Stored data |
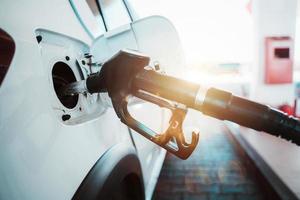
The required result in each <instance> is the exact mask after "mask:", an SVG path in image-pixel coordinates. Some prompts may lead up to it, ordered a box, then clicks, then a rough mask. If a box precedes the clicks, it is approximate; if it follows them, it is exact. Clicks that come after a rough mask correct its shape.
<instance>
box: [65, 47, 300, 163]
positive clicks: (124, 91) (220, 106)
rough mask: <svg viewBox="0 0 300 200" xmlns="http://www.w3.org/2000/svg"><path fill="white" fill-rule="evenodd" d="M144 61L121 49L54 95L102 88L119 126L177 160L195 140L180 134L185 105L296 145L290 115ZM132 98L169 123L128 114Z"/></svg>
mask: <svg viewBox="0 0 300 200" xmlns="http://www.w3.org/2000/svg"><path fill="white" fill-rule="evenodd" d="M149 61H150V58H149V57H148V56H146V55H143V54H141V53H139V52H136V51H130V50H121V51H119V52H118V53H117V54H115V55H114V56H113V57H111V58H110V59H109V60H107V61H106V62H104V64H103V65H102V68H101V70H100V71H99V72H98V73H96V74H92V75H90V76H89V77H88V78H87V79H86V80H82V81H79V82H74V83H71V84H69V85H67V86H64V87H62V88H61V89H60V95H61V96H68V95H74V94H78V93H85V92H88V93H91V94H92V93H103V92H107V93H108V95H109V96H110V98H111V101H112V105H113V107H114V110H115V112H116V114H117V116H118V117H119V118H120V120H121V121H122V122H123V123H124V124H126V125H127V126H129V127H130V128H132V129H134V130H135V131H136V132H138V133H140V134H141V135H143V136H144V137H146V138H147V139H149V140H150V141H152V142H154V143H156V144H157V145H159V146H161V147H163V148H165V149H166V150H167V151H169V152H171V153H173V154H175V155H176V156H178V157H179V158H181V159H187V158H188V157H189V156H190V155H191V154H192V152H193V151H194V149H195V148H196V146H197V144H198V141H199V133H196V132H193V134H192V140H191V142H190V143H188V142H187V141H186V138H185V136H184V134H183V131H182V123H183V121H184V119H185V116H186V114H187V110H188V109H194V110H197V111H200V112H202V113H203V114H205V115H209V116H211V117H214V118H217V119H220V120H228V121H231V122H235V123H237V124H240V125H242V126H245V127H248V128H252V129H255V130H257V131H264V132H267V133H269V134H272V135H275V136H280V137H282V138H285V139H286V140H288V141H291V142H293V143H296V144H297V145H300V122H299V121H298V120H297V119H296V118H294V117H290V116H288V115H287V114H285V113H283V112H281V111H279V110H276V109H274V108H271V107H269V106H267V105H263V104H260V103H256V102H254V101H250V100H247V99H245V98H241V97H238V96H234V95H233V94H231V93H230V92H227V91H223V90H220V89H217V88H208V89H207V88H204V87H202V86H201V85H198V84H195V83H192V82H188V81H185V80H181V79H178V78H175V77H172V76H168V75H166V74H164V73H161V72H159V71H157V70H155V69H152V68H150V67H148V64H149ZM133 97H138V98H140V99H142V100H145V101H148V102H151V103H154V104H156V105H158V106H161V107H165V108H168V109H170V110H171V111H172V116H171V119H170V121H169V127H168V128H167V130H166V131H165V132H164V133H156V132H154V131H153V130H151V129H150V128H148V127H147V126H145V125H144V124H142V123H141V122H139V121H138V120H137V119H134V118H133V117H132V116H131V115H130V113H129V111H128V108H127V107H128V102H129V100H130V99H131V98H133Z"/></svg>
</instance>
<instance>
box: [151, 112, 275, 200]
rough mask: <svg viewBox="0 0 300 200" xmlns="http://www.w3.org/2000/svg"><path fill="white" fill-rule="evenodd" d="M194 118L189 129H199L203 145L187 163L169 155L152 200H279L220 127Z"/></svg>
mask: <svg viewBox="0 0 300 200" xmlns="http://www.w3.org/2000/svg"><path fill="white" fill-rule="evenodd" d="M191 118H192V119H188V122H187V125H186V126H187V127H188V126H189V124H194V125H196V126H198V127H200V143H199V144H198V147H197V149H196V150H195V152H194V153H193V154H192V156H191V157H190V158H189V159H188V160H185V161H182V160H180V159H178V158H176V157H175V156H173V155H170V154H168V155H167V157H166V160H165V163H164V165H163V168H162V171H161V174H160V178H159V181H158V184H157V186H156V189H155V192H154V195H153V200H194V199H197V200H202V199H203V200H208V199H212V200H214V199H222V200H225V199H226V200H227V199H234V200H236V199H238V200H247V199H255V200H260V199H277V198H278V197H277V195H276V194H275V193H274V192H273V190H272V189H271V188H270V187H269V185H268V184H267V183H266V181H265V180H264V178H263V177H262V176H261V175H260V172H259V171H257V168H255V167H254V165H253V164H252V162H251V161H250V160H249V159H248V157H247V155H246V154H245V153H244V152H243V150H242V149H240V147H239V145H237V144H236V143H235V142H234V140H233V139H232V138H231V135H230V134H228V133H226V131H225V130H224V127H223V125H222V124H221V123H219V122H218V121H216V120H214V119H211V118H207V117H205V118H204V117H203V116H201V115H197V114H195V113H192V117H191ZM200 119H201V120H200ZM199 122H201V123H199Z"/></svg>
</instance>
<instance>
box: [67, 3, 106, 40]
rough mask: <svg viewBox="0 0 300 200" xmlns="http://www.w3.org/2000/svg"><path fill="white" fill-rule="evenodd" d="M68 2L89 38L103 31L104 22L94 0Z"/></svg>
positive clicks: (98, 8)
mask: <svg viewBox="0 0 300 200" xmlns="http://www.w3.org/2000/svg"><path fill="white" fill-rule="evenodd" d="M70 3H71V6H72V8H73V10H74V12H75V14H76V16H77V18H78V19H79V21H80V23H81V24H82V26H83V27H84V29H85V30H86V31H87V33H88V34H89V35H90V36H91V38H96V37H98V36H100V35H101V34H103V33H105V31H106V28H105V24H104V22H103V19H102V15H101V12H100V9H99V6H98V3H97V1H96V0H86V1H84V0H70Z"/></svg>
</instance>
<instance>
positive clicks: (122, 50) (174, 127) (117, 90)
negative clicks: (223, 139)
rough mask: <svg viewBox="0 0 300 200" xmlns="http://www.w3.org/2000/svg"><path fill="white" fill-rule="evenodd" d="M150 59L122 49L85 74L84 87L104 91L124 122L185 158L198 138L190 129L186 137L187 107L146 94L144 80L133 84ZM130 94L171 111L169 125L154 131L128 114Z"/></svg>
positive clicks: (146, 136) (159, 145)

DESCRIPTION OF THE TASK | Take the records from their first line through the line containing "positive clicks: (124, 91) (220, 106)" and please return exactly those lines, both ends included, minus the pictures.

SOLUTION TO THIS TASK |
The required result in each <instance> is the exact mask after "mask:", an SVG path in image-pixel coordinates. Some prompts may lead up to it, ordered a box, then clicks, then a rough mask. If a box precedes the clicks, it is approximate; if it follows them, it is exact. Clicks that come after a rough mask correct its shape.
<instance>
box: [65, 47, 300, 163]
positive clicks: (124, 91) (220, 106)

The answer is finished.